Material provided:
———
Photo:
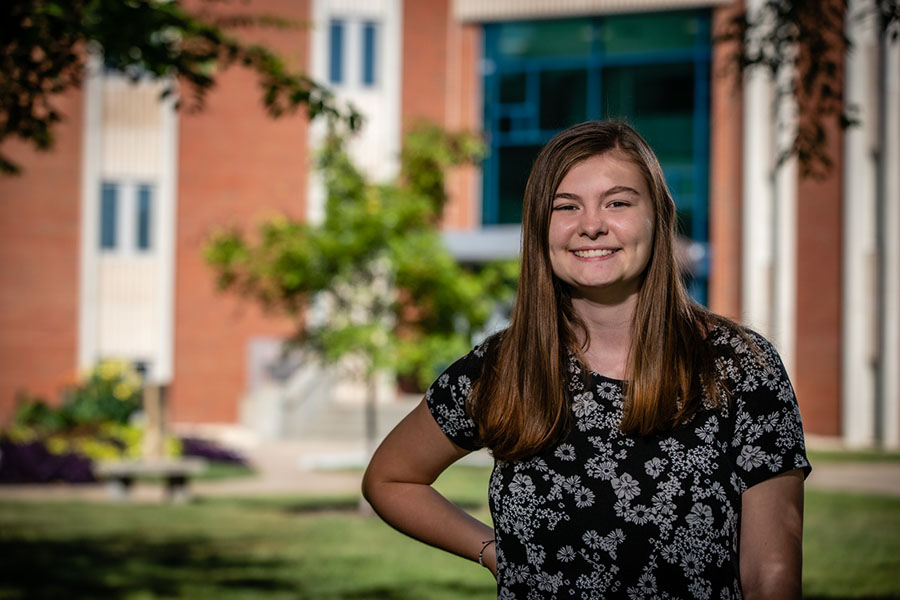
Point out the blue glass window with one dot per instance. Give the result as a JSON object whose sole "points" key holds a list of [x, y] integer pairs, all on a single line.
{"points": [[109, 210], [651, 69], [336, 51], [370, 52], [144, 216]]}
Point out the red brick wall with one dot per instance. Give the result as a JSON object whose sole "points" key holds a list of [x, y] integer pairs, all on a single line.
{"points": [[40, 218], [424, 63], [817, 371], [725, 186], [236, 165], [819, 244]]}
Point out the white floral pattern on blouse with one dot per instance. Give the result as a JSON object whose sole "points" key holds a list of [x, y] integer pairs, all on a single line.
{"points": [[605, 515]]}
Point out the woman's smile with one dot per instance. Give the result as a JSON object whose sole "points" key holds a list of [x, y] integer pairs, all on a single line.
{"points": [[601, 227]]}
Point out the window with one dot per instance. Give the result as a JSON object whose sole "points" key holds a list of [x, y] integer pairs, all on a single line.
{"points": [[336, 54], [370, 53], [126, 216], [109, 212], [651, 69], [144, 215]]}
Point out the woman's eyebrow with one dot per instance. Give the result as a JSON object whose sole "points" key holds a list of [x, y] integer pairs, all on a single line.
{"points": [[616, 189], [620, 189], [566, 196]]}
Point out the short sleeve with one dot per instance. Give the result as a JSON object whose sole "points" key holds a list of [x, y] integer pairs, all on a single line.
{"points": [[767, 439], [447, 396]]}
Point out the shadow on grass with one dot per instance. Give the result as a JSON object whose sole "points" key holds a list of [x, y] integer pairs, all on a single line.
{"points": [[402, 592], [306, 505], [117, 568]]}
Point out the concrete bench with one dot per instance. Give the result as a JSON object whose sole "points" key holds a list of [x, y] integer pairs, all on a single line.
{"points": [[175, 473]]}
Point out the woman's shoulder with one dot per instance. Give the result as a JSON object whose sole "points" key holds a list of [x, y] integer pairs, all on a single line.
{"points": [[730, 338], [471, 364]]}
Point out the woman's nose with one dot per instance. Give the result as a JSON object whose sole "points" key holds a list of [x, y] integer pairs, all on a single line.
{"points": [[592, 223]]}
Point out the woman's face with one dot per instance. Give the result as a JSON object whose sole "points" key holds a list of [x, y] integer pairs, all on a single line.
{"points": [[601, 227]]}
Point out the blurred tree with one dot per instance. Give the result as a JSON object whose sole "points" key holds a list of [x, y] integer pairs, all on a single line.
{"points": [[801, 44], [44, 46], [383, 287]]}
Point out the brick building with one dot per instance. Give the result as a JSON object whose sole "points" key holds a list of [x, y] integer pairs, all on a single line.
{"points": [[101, 239]]}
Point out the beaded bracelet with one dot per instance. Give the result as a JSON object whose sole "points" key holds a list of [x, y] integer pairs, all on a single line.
{"points": [[484, 546]]}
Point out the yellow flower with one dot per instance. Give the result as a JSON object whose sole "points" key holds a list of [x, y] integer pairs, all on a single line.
{"points": [[57, 445], [123, 391]]}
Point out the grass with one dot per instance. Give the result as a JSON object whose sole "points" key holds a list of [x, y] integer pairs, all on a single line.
{"points": [[320, 548]]}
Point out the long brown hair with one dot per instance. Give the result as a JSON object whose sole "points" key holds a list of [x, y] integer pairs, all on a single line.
{"points": [[520, 404]]}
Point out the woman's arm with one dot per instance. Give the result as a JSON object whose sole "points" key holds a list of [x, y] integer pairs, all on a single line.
{"points": [[398, 482], [771, 538]]}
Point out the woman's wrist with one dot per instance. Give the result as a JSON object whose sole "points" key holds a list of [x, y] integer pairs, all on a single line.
{"points": [[484, 546]]}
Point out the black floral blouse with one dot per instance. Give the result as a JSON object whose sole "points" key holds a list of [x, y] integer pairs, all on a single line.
{"points": [[605, 515]]}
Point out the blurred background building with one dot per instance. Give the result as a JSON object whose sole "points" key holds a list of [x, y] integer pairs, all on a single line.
{"points": [[101, 240]]}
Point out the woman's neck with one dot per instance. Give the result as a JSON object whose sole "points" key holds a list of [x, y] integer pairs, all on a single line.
{"points": [[609, 330]]}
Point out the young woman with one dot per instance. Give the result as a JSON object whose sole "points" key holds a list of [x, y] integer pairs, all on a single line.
{"points": [[644, 447]]}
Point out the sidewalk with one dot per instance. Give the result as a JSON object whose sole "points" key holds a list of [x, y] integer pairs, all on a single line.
{"points": [[323, 468]]}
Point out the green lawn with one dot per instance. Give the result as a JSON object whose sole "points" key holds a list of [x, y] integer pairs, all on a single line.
{"points": [[321, 549]]}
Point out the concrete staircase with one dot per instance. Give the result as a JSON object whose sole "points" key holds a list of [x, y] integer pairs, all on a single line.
{"points": [[345, 421]]}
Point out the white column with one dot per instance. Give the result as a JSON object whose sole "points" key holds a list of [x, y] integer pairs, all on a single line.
{"points": [[90, 216], [757, 260], [166, 235], [860, 302], [890, 351]]}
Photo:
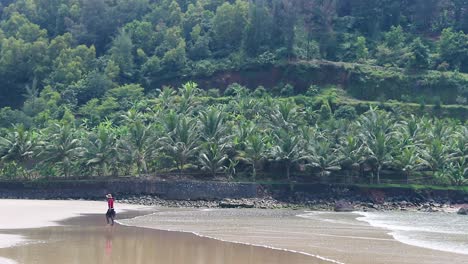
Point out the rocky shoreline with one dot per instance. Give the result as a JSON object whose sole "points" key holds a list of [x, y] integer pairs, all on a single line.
{"points": [[310, 204]]}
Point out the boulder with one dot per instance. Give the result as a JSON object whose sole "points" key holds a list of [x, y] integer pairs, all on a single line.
{"points": [[343, 206], [228, 203], [463, 210]]}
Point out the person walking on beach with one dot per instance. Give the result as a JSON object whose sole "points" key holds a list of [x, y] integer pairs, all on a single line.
{"points": [[110, 215]]}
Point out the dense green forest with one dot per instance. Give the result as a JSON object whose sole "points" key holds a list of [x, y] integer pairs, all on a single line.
{"points": [[349, 90]]}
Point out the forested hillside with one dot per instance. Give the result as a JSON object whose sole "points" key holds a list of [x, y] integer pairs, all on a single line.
{"points": [[83, 48], [85, 87]]}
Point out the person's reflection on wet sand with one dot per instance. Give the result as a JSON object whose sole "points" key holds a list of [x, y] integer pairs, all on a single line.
{"points": [[109, 237]]}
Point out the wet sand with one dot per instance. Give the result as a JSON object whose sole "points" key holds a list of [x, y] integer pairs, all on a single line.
{"points": [[88, 240], [336, 236]]}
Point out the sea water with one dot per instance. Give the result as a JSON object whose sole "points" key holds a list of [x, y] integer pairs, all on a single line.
{"points": [[437, 231]]}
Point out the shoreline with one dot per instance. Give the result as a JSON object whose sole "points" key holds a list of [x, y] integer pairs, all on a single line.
{"points": [[336, 205], [85, 223], [263, 227], [237, 242]]}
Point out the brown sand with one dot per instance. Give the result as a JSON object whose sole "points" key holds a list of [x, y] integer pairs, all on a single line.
{"points": [[343, 238], [88, 240]]}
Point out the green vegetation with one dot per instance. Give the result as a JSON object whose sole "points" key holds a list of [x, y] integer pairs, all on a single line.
{"points": [[242, 135], [348, 91]]}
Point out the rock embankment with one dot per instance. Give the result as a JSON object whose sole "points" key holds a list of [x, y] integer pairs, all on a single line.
{"points": [[271, 203]]}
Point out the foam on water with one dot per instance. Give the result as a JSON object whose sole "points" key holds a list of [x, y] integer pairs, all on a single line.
{"points": [[438, 231], [6, 261], [11, 240]]}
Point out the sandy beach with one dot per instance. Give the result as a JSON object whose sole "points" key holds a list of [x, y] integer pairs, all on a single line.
{"points": [[205, 236]]}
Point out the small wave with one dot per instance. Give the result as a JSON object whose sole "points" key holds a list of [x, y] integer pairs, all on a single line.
{"points": [[231, 241], [7, 241], [436, 232], [7, 261]]}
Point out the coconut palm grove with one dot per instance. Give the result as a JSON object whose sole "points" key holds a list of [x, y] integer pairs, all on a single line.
{"points": [[336, 91]]}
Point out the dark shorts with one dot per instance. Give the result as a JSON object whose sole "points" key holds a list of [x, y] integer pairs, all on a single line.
{"points": [[110, 213]]}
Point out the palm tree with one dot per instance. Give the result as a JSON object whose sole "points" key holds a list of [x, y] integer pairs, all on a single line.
{"points": [[410, 161], [350, 153], [284, 115], [377, 136], [187, 94], [435, 154], [254, 152], [181, 143], [213, 158], [166, 97], [456, 172], [212, 126], [323, 156], [18, 145], [139, 144], [242, 131], [61, 146], [101, 148], [287, 149]]}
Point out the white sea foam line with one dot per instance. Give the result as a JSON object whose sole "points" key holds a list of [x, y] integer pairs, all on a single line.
{"points": [[312, 214], [7, 261], [424, 244], [329, 235], [378, 223], [11, 240], [413, 242], [235, 242]]}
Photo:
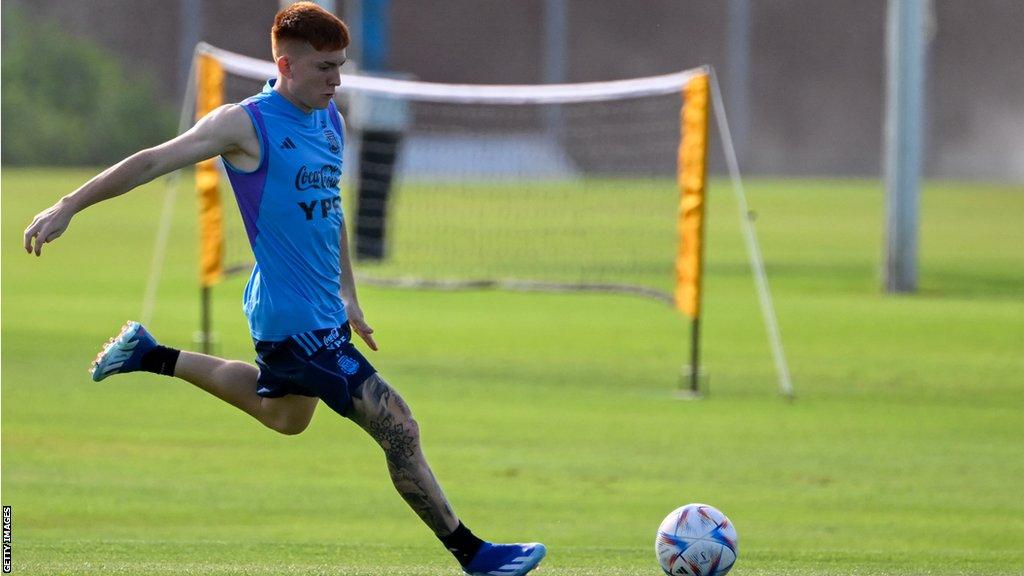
———
Job:
Repeat the items word for word, starting at the line that contains "Point out the green vegetation" and ending at the end of the items, with both ends included. Leave the pictures out of your answer.

Answer to the task:
Point out the green vegetation with one dot per instance. Give the result as a JSON object whose sole "points" key holds a list of [x, y] integer pairs, all on a single line.
{"points": [[242, 135], [348, 91]]}
Point out the rock embankment with one dot per instance. Give the result as a JSON object whose sole "points" key holds a list of [x, y] integer pairs, all on a single line.
{"points": [[271, 203]]}
Point out the foam on water with one dot per instance. Give the result as a JSON object whose sole "points" key holds a list of [x, y] integer pairs, all on a single line.
{"points": [[438, 231], [6, 261], [11, 240]]}
Point out the sandy beach with one dot per instance. Give the result as a JSON object whose sole "points" key holds a list of [x, y] integer pairs, all on a single line.
{"points": [[205, 236]]}
Point out the small wave with one dot per instance. Give the result as a JSON object whose sole "points" key holds a list of [x, y] integer pairs, all on a single line.
{"points": [[231, 241], [7, 241], [436, 232], [7, 261]]}
Point out the coconut palm grove with one dot per instance. Give the result as a JSON object whose sole "points" key holds a list of [x, y] integer pairs, all on a single line.
{"points": [[336, 91]]}
Point out the dark shorts with one dot per instance. Give the result as a JSON object whose sole "points" key holds a list of [x, y] integer pairs, all on a single line.
{"points": [[110, 213]]}
Point out the palm tree with one dot per instance. Give the result as a JSON object whose sole "points" key holds a list of [x, y] integer pairs, all on a single line.
{"points": [[410, 161], [350, 153], [284, 115], [377, 136], [187, 94], [435, 154], [254, 152], [181, 143], [213, 158], [166, 97], [456, 172], [212, 126], [323, 156], [18, 145], [139, 144], [242, 131], [61, 146], [101, 148], [287, 149]]}
Point out the white sea foam line with one dot per instance. Give the result as a JSON object whose sole "points" key holds a list of [x, y] integer pairs, all on a single line.
{"points": [[312, 214], [7, 261], [424, 244], [329, 235], [378, 223], [11, 240], [413, 242], [235, 242]]}
Photo:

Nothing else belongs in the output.